- **Requirement**:
For the entries that appear below, write out the exact text and omit the pictures.

Segment Open

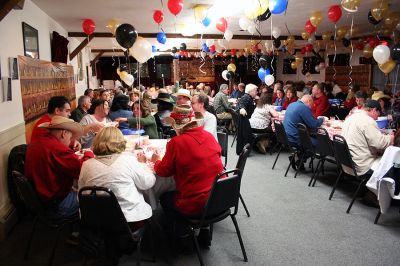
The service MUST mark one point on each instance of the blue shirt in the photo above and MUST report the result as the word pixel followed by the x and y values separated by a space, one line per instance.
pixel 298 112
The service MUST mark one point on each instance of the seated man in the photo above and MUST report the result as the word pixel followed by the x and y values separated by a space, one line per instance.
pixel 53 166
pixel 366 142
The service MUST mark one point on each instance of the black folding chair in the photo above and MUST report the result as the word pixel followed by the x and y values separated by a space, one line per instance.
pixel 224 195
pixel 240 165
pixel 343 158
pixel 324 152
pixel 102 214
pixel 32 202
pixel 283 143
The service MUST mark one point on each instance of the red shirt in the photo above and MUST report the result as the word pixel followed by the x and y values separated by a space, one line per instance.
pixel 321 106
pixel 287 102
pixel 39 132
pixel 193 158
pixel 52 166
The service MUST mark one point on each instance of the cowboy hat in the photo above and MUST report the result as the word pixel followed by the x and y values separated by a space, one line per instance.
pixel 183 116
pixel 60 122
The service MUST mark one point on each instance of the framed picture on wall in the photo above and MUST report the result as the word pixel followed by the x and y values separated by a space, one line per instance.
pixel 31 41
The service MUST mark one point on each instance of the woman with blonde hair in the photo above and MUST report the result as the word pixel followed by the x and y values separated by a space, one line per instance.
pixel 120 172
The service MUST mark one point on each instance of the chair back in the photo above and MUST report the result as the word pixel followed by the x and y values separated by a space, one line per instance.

Segment Closed

- **Task result**:
The service MUST mark one point on each instance of the blue shirt in the photo above and MUST report the result as the word pixel followed by the x and y values separated by a space, one line per instance.
pixel 298 112
The service MUST mark one point on each instance of the seated man in the photo above and MUST report the result as the word pixel followed by the x and y values separated by a space, one line per instance.
pixel 53 166
pixel 366 142
The service MUST mark one point on each instance of the black folding chair in the photo above and MUST report the result as the word pixel followed by the x and y values separated by a space, one line per instance.
pixel 224 195
pixel 240 165
pixel 343 158
pixel 324 152
pixel 102 214
pixel 32 202
pixel 283 143
The service MUST mark one point on each instance of the red shirt in the photo above and MUST report the result as the word pixel followed by the x and y values separated by a space, one line per instance.
pixel 321 106
pixel 287 102
pixel 39 132
pixel 193 158
pixel 52 166
The service MUST mark one point on each instance of the cowboy hat in the photo above and MUST report the result as the word pixel followed by the x and y values separated by a space, one line per instance.
pixel 183 116
pixel 60 122
The service MUST mark one point on each instance of the framed picture on wall in the photo above and MUST report the result as the word pixel followed by the x and y values separated by a space, one line per instance.
pixel 31 41
The service MUST mark one point on each instance of the woman with blonde hair in the photo above and MUST report the result as the word pixel followed by the x and y values separated by a space, one line per instance.
pixel 120 172
The service MUST mark one point on each instance of the chair back in the photo above and MUST report the result as the word pixel followed by the x and y values separated by a space, one line per instance.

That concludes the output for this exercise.